◆ **Task objective**
Format the records as a numbered list, one line per item with blank lines omitted, beginning at the start of the records and stopping after the line that contains "(276, 0), (434, 65)". Leave the pictures out of the list.

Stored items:
»»

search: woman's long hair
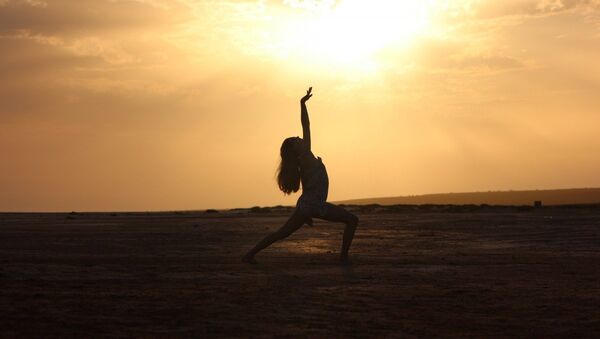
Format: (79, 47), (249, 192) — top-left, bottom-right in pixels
(277, 138), (300, 194)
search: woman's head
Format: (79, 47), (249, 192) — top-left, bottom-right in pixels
(277, 137), (305, 194)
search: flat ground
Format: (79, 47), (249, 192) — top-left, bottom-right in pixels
(0, 208), (600, 337)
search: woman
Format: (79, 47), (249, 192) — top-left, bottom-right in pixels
(242, 87), (358, 263)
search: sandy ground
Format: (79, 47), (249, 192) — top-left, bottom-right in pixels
(0, 208), (600, 338)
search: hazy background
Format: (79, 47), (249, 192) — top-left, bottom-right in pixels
(0, 0), (600, 211)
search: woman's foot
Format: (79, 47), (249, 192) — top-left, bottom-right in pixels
(242, 254), (257, 264)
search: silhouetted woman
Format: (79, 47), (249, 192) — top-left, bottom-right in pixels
(243, 87), (358, 263)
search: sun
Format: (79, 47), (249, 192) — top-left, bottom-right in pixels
(276, 0), (434, 65)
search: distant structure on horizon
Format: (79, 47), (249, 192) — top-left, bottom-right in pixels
(336, 188), (600, 207)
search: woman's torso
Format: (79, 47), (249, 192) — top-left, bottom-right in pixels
(300, 152), (329, 203)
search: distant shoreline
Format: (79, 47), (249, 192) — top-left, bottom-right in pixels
(335, 188), (600, 206)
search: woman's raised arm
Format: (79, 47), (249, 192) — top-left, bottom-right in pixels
(300, 87), (312, 151)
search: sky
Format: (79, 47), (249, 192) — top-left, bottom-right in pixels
(0, 0), (600, 211)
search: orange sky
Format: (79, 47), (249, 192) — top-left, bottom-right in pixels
(0, 0), (600, 211)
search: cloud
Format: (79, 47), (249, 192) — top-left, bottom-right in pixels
(0, 0), (189, 36)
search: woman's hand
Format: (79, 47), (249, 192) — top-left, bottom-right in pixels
(300, 87), (312, 103)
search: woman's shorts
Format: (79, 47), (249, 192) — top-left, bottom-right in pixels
(296, 195), (327, 218)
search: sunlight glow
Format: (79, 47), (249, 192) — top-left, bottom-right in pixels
(281, 0), (434, 65)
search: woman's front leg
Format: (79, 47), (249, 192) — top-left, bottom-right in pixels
(242, 209), (306, 263)
(322, 203), (358, 263)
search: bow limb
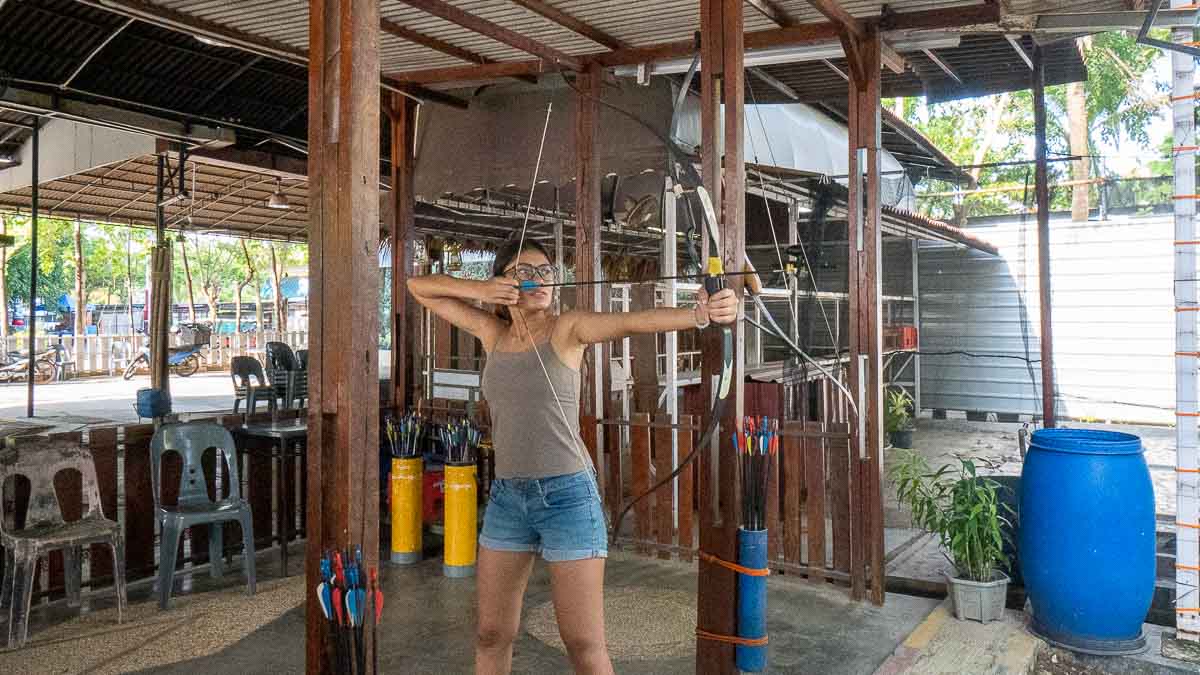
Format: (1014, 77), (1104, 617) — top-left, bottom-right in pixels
(608, 325), (733, 543)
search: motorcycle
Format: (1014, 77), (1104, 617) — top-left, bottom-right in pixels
(0, 348), (59, 384)
(121, 345), (206, 380)
(122, 323), (212, 380)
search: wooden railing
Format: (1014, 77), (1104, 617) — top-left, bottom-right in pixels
(0, 330), (308, 375)
(581, 383), (863, 583)
(0, 411), (305, 597)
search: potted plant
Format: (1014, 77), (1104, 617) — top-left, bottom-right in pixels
(883, 389), (912, 448)
(888, 450), (1010, 623)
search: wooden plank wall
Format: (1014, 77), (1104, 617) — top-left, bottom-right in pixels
(592, 384), (857, 583)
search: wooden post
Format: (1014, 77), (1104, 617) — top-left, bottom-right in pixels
(305, 0), (379, 674)
(575, 64), (604, 492)
(388, 94), (416, 414)
(1033, 41), (1055, 429)
(696, 0), (745, 674)
(847, 28), (883, 604)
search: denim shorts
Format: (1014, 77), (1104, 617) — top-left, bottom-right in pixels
(479, 470), (608, 562)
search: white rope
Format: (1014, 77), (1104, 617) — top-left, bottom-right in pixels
(512, 103), (592, 468)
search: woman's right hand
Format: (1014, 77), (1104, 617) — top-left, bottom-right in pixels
(479, 276), (521, 306)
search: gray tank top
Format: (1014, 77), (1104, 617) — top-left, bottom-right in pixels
(482, 341), (590, 478)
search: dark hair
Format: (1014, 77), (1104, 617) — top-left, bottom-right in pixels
(492, 239), (554, 323)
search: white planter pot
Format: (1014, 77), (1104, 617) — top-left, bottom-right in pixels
(946, 571), (1008, 623)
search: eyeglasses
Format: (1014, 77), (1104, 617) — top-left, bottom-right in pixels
(504, 263), (558, 281)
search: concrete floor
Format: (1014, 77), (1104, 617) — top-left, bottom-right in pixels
(0, 542), (937, 675)
(138, 554), (937, 675)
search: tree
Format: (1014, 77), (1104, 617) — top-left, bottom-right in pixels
(904, 32), (1164, 219)
(74, 217), (88, 363)
(233, 239), (257, 333)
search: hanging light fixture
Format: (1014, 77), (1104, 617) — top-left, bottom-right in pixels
(266, 178), (292, 210)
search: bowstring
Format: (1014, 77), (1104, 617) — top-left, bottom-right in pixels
(512, 103), (592, 468)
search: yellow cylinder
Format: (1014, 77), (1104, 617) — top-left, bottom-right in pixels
(389, 458), (424, 565)
(442, 464), (479, 577)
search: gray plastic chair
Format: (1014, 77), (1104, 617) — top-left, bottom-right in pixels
(229, 357), (276, 414)
(0, 438), (126, 647)
(150, 422), (256, 609)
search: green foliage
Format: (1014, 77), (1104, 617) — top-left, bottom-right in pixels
(905, 32), (1170, 220)
(883, 389), (912, 434)
(888, 450), (1008, 581)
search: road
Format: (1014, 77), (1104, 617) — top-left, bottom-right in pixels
(0, 372), (233, 424)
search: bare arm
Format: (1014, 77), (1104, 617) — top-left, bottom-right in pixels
(566, 284), (739, 345)
(408, 274), (517, 352)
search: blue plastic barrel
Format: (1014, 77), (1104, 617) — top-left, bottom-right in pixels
(1019, 429), (1154, 655)
(734, 527), (767, 673)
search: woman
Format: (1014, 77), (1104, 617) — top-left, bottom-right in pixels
(408, 240), (738, 675)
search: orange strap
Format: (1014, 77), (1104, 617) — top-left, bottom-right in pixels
(700, 551), (770, 577)
(696, 628), (767, 647)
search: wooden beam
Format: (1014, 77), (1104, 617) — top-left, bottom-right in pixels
(388, 95), (418, 416)
(385, 59), (556, 85)
(574, 64), (604, 492)
(379, 19), (538, 84)
(746, 0), (796, 26)
(401, 0), (583, 71)
(305, 0), (380, 674)
(1031, 41), (1057, 429)
(696, 0), (745, 675)
(809, 0), (866, 38)
(880, 40), (908, 74)
(379, 19), (494, 65)
(920, 49), (962, 86)
(846, 28), (883, 604)
(1004, 32), (1033, 71)
(512, 0), (629, 49)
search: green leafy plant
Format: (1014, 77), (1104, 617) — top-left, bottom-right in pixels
(883, 389), (912, 434)
(888, 450), (1009, 581)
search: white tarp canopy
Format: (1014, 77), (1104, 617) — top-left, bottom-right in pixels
(674, 96), (916, 211)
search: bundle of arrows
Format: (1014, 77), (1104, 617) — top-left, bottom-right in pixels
(386, 412), (427, 459)
(317, 546), (383, 675)
(733, 417), (779, 531)
(438, 419), (484, 464)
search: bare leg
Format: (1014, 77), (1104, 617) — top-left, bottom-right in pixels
(475, 546), (534, 675)
(550, 558), (613, 675)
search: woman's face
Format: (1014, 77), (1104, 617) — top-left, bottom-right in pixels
(504, 249), (557, 311)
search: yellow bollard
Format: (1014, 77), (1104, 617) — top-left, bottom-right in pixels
(390, 458), (424, 565)
(442, 462), (479, 577)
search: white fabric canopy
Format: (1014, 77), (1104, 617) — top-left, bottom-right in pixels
(674, 96), (916, 210)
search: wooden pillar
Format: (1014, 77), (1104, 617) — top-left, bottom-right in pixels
(305, 0), (380, 674)
(1033, 41), (1055, 429)
(846, 28), (883, 604)
(388, 94), (416, 414)
(575, 64), (607, 490)
(696, 0), (745, 674)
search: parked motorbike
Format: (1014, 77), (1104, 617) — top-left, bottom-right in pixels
(122, 323), (212, 380)
(0, 348), (59, 384)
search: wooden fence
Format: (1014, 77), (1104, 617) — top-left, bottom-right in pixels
(0, 330), (308, 375)
(0, 411), (305, 597)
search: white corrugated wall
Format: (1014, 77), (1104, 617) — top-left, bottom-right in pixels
(919, 215), (1175, 424)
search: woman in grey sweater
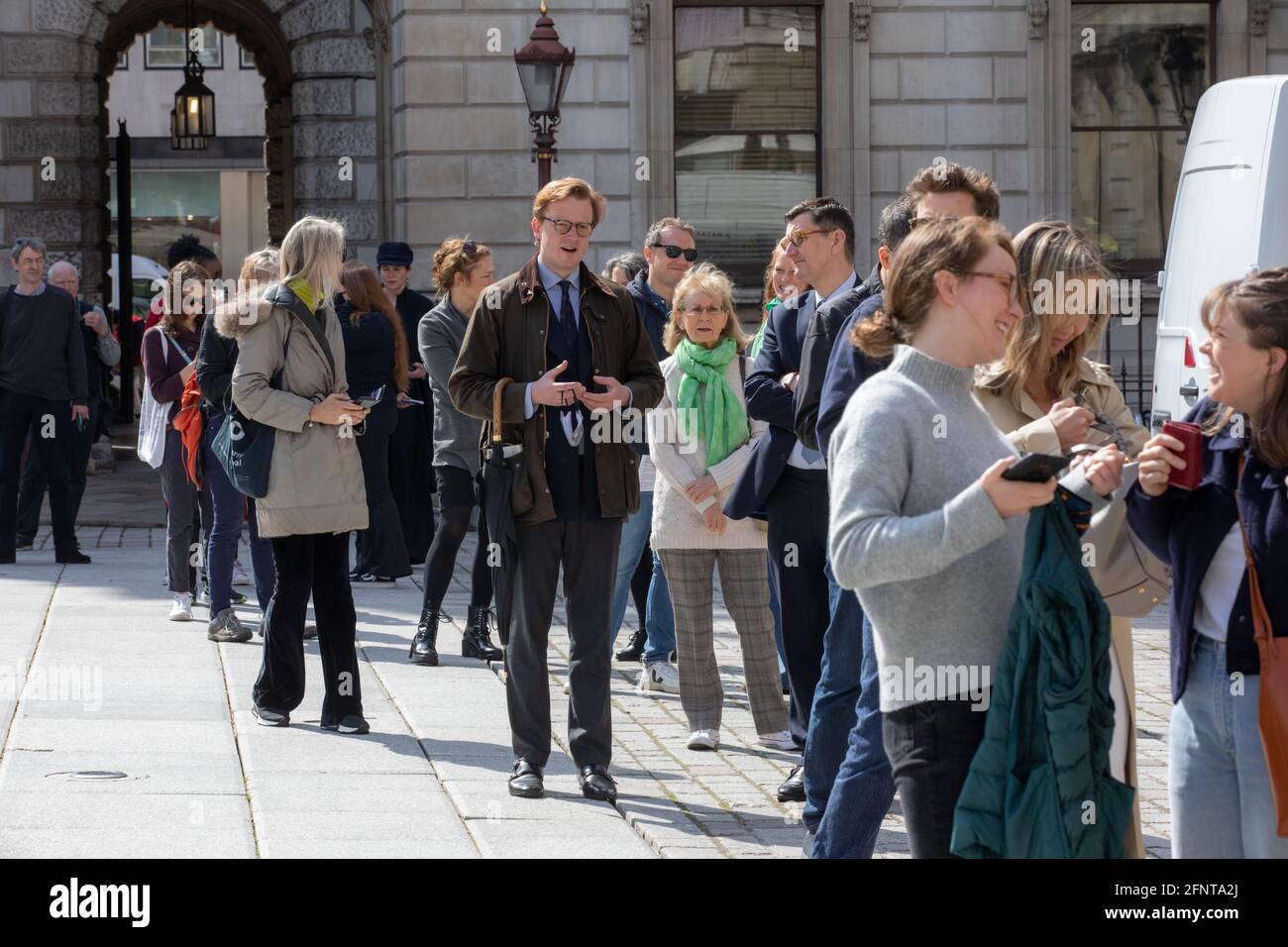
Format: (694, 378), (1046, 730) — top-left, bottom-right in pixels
(828, 218), (1122, 858)
(408, 237), (501, 665)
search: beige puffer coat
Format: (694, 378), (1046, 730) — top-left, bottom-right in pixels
(215, 283), (368, 537)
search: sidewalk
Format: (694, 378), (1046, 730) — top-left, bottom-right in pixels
(0, 454), (1171, 858)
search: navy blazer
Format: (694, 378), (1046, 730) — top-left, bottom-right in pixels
(1127, 398), (1288, 702)
(724, 290), (814, 519)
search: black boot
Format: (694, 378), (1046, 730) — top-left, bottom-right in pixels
(461, 605), (503, 661)
(407, 608), (442, 666)
(617, 629), (648, 661)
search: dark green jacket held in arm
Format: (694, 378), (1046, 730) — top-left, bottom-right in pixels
(952, 501), (1134, 858)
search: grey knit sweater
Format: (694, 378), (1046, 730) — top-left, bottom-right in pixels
(828, 346), (1102, 711)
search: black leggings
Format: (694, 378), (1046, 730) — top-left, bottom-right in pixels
(424, 506), (492, 611)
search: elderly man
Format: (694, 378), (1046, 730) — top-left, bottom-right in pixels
(17, 261), (121, 549)
(0, 237), (90, 565)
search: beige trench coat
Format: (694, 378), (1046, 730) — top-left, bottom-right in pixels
(215, 284), (368, 539)
(975, 360), (1149, 858)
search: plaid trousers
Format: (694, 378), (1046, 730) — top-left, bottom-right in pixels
(657, 549), (787, 733)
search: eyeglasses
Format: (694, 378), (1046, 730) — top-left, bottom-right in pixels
(778, 227), (836, 250)
(909, 217), (961, 231)
(649, 244), (698, 263)
(541, 217), (595, 237)
(952, 269), (1020, 304)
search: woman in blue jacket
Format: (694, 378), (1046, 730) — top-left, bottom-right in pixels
(1127, 266), (1288, 858)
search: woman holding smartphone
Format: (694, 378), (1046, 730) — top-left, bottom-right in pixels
(829, 217), (1122, 858)
(975, 220), (1149, 858)
(335, 261), (411, 587)
(233, 217), (370, 733)
(1127, 266), (1288, 858)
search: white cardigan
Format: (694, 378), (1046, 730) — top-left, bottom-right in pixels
(648, 356), (769, 549)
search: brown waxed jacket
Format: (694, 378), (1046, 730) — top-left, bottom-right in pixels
(447, 257), (664, 527)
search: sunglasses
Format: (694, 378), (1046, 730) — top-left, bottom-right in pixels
(649, 244), (698, 263)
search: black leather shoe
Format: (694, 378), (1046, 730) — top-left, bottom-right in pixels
(510, 760), (546, 798)
(407, 608), (443, 668)
(577, 763), (617, 802)
(778, 767), (805, 802)
(461, 605), (505, 661)
(617, 629), (648, 661)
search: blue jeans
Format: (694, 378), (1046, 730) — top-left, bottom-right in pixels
(1167, 634), (1288, 858)
(201, 415), (277, 618)
(805, 616), (894, 858)
(608, 489), (675, 665)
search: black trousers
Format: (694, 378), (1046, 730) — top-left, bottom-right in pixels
(355, 389), (411, 579)
(765, 467), (832, 750)
(253, 532), (362, 725)
(505, 519), (622, 767)
(0, 388), (76, 556)
(881, 701), (988, 858)
(18, 401), (103, 545)
(389, 395), (434, 562)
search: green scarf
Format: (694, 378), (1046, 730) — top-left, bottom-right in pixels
(675, 339), (750, 468)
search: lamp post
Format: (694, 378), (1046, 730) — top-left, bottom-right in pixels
(170, 0), (215, 151)
(514, 0), (577, 188)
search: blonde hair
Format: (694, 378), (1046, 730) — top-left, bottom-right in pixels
(662, 263), (750, 352)
(278, 217), (344, 304)
(983, 220), (1109, 408)
(850, 217), (1015, 359)
(532, 177), (608, 228)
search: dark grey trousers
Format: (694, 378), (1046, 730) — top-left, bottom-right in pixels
(505, 519), (622, 767)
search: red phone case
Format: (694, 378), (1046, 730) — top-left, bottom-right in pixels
(1163, 421), (1203, 489)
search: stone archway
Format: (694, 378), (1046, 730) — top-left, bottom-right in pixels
(0, 0), (391, 301)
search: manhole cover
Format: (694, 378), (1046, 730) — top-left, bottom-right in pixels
(47, 770), (130, 780)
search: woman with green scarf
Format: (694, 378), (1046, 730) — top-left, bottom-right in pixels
(648, 263), (793, 750)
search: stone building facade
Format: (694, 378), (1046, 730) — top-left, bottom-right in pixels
(0, 0), (1288, 363)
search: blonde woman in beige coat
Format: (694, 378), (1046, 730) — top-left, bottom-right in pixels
(226, 217), (369, 733)
(975, 220), (1149, 858)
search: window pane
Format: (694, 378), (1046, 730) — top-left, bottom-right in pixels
(1070, 130), (1186, 261)
(675, 7), (818, 130)
(675, 133), (818, 304)
(1070, 4), (1212, 128)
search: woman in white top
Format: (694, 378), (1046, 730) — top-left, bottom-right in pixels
(648, 263), (793, 750)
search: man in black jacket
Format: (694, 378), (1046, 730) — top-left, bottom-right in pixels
(17, 261), (121, 549)
(0, 237), (90, 565)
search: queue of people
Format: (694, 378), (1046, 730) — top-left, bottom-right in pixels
(0, 164), (1288, 858)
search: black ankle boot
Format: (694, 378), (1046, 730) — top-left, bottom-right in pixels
(461, 605), (503, 661)
(407, 608), (442, 666)
(617, 629), (648, 661)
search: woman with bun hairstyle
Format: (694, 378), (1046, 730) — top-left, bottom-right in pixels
(407, 237), (501, 665)
(828, 217), (1122, 858)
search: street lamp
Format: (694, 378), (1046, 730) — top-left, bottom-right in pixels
(514, 0), (577, 188)
(170, 0), (215, 151)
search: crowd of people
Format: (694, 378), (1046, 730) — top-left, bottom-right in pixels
(0, 164), (1288, 858)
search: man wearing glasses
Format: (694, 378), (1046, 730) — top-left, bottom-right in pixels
(609, 217), (698, 693)
(448, 177), (664, 800)
(725, 197), (859, 801)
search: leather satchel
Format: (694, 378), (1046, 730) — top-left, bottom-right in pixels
(1235, 455), (1288, 837)
(1082, 464), (1172, 618)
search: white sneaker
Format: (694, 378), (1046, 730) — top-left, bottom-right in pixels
(690, 729), (720, 750)
(756, 730), (796, 750)
(170, 591), (192, 621)
(640, 661), (680, 693)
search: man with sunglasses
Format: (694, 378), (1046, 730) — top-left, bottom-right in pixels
(609, 217), (698, 693)
(448, 177), (664, 800)
(725, 197), (859, 801)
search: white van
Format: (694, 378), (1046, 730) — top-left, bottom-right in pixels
(1150, 76), (1288, 430)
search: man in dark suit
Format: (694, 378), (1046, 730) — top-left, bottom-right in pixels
(725, 197), (859, 801)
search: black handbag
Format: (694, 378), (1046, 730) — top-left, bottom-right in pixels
(211, 330), (291, 500)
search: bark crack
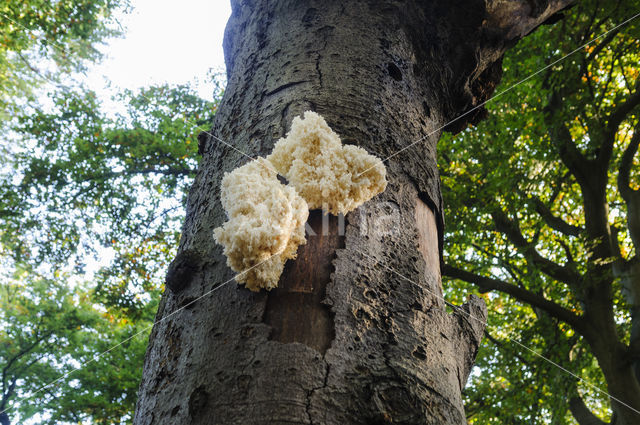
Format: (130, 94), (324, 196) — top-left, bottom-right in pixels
(305, 356), (331, 425)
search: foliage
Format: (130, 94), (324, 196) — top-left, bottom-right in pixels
(0, 268), (157, 424)
(0, 0), (128, 118)
(439, 1), (640, 424)
(0, 77), (221, 423)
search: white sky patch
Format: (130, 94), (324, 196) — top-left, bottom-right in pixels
(67, 0), (231, 276)
(85, 0), (231, 106)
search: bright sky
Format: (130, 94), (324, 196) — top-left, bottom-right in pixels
(75, 0), (231, 274)
(87, 0), (231, 98)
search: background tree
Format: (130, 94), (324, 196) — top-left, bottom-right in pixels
(0, 76), (220, 425)
(439, 1), (640, 424)
(0, 0), (129, 119)
(134, 0), (569, 424)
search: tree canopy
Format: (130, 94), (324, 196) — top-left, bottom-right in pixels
(439, 1), (640, 424)
(0, 0), (129, 119)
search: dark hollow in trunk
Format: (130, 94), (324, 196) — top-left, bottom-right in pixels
(134, 0), (568, 425)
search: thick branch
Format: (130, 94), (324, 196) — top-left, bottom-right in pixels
(442, 264), (582, 330)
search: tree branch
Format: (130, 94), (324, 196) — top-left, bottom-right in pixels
(491, 211), (580, 285)
(618, 124), (640, 203)
(569, 396), (608, 425)
(530, 195), (582, 236)
(442, 264), (583, 331)
(598, 78), (640, 168)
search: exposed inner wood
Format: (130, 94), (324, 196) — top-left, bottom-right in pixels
(264, 210), (344, 353)
(416, 198), (442, 296)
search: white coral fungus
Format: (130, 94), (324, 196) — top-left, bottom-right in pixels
(267, 111), (387, 214)
(214, 158), (309, 291)
(214, 111), (387, 291)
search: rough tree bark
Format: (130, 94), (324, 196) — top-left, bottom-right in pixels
(134, 0), (569, 425)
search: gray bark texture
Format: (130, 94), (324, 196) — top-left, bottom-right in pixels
(134, 0), (569, 425)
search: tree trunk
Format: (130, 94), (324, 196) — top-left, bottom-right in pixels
(134, 0), (569, 425)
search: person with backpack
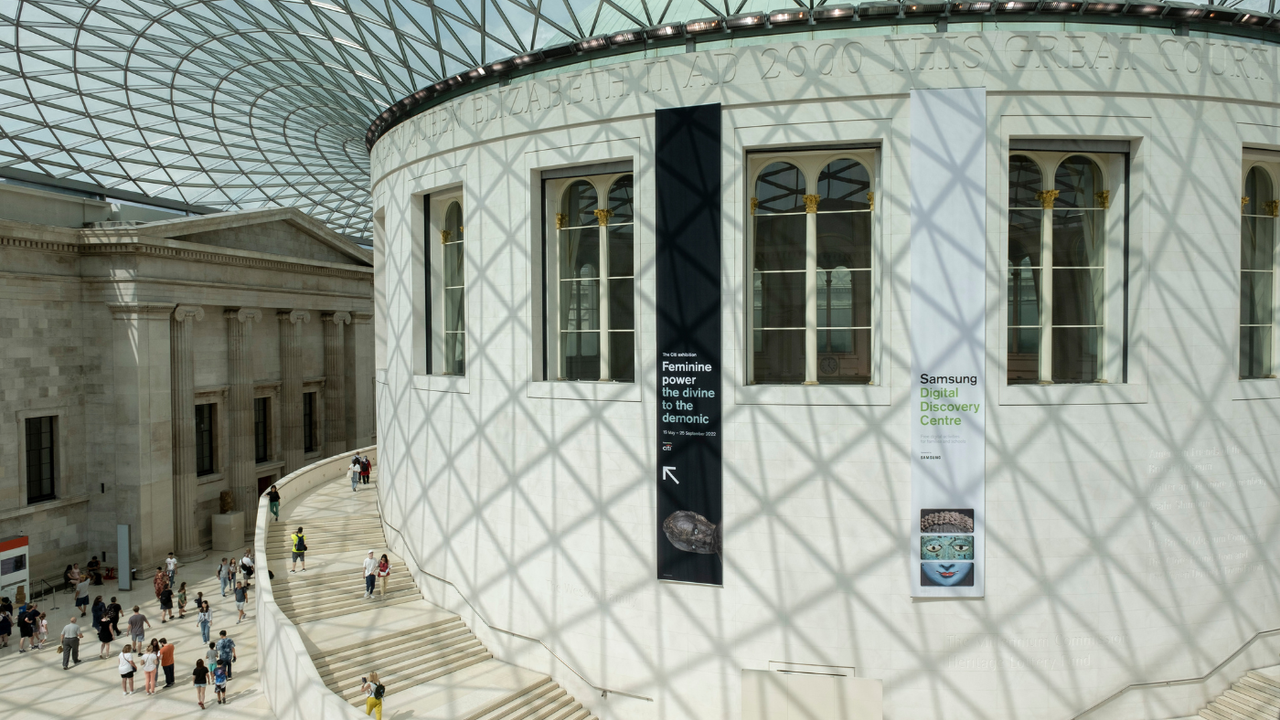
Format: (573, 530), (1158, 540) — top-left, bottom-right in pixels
(289, 525), (307, 573)
(360, 671), (387, 720)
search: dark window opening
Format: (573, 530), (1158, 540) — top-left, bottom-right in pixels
(27, 416), (58, 505)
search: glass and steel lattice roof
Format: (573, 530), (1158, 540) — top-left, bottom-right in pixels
(0, 0), (1280, 238)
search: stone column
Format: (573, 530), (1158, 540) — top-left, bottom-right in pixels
(102, 302), (177, 571)
(223, 307), (262, 530)
(169, 305), (205, 562)
(275, 310), (311, 475)
(320, 313), (351, 456)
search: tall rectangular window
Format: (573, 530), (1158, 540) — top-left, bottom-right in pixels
(1006, 152), (1120, 384)
(26, 416), (58, 505)
(748, 152), (876, 384)
(196, 402), (215, 475)
(1240, 165), (1280, 379)
(302, 392), (316, 452)
(547, 173), (636, 383)
(253, 397), (271, 462)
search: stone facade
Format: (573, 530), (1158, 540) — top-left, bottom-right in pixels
(0, 186), (374, 584)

««

◆ **Worked solution**
1. search: woman's long hair
2. Format: (79, 47), (249, 192) — top-left, bottom-right in pixels
3. (277, 138), (300, 194)
4. search: woman's head
5. Format: (79, 47), (249, 192) — top-left, bottom-right in pixels
6. (277, 137), (305, 194)
7. search: flat ground
8. Format: (79, 47), (249, 192) — top-left, bottom-right in pixels
9. (0, 208), (600, 337)
10. search: woman
11. Format: (79, 47), (249, 192) — top-left, bottom-right in pixels
12. (242, 87), (358, 263)
13. search: sandy ground
14. Format: (79, 47), (249, 192) — top-left, bottom-right in pixels
15. (0, 208), (600, 338)
16. search: hazy background
17. Format: (79, 47), (249, 192) — top-left, bottom-right in pixels
18. (0, 0), (600, 211)
19. search: woman's foot
20. Format: (79, 47), (249, 192) — top-left, bottom-right in pixels
21. (242, 254), (257, 264)
22. search: silhouetted woman
23. Format: (79, 47), (249, 192) — top-left, bottom-right in pixels
24. (243, 87), (358, 263)
25. search: sun
26. Format: (79, 47), (249, 192) — top-left, bottom-right in pixels
27. (276, 0), (434, 65)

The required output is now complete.